### RECORDS SUPPLIED:
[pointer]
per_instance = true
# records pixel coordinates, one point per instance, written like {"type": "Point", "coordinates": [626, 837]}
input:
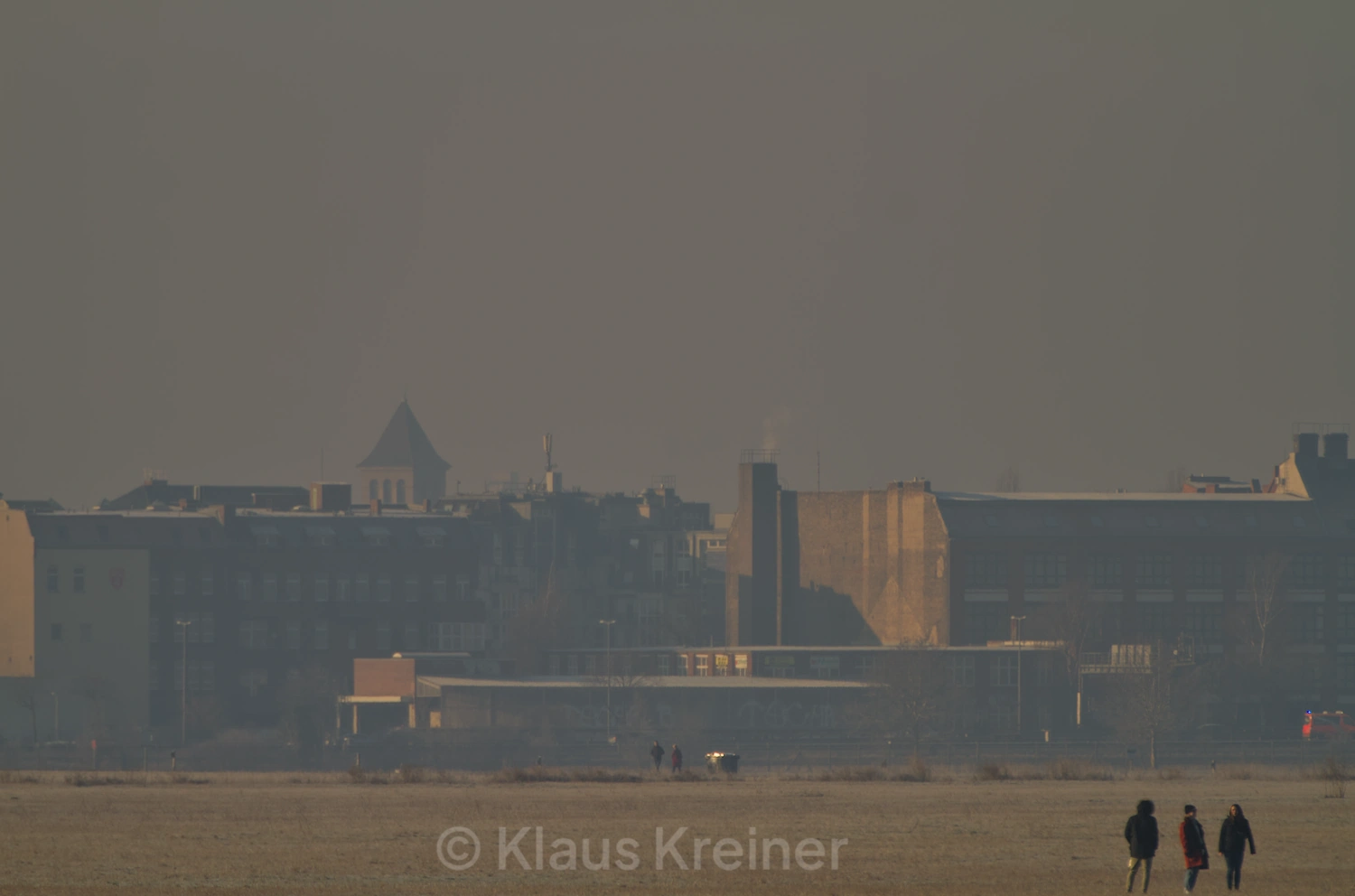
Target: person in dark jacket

### EXERCISE GOAL:
Please copy every line of the records above word for word, leaving out the pictures.

### TASK RESPONSE:
[pointer]
per_instance = true
# records pixel coordinates, one point per instance, written like {"type": "Point", "coordinates": [626, 837]}
input:
Target: person in dark jacket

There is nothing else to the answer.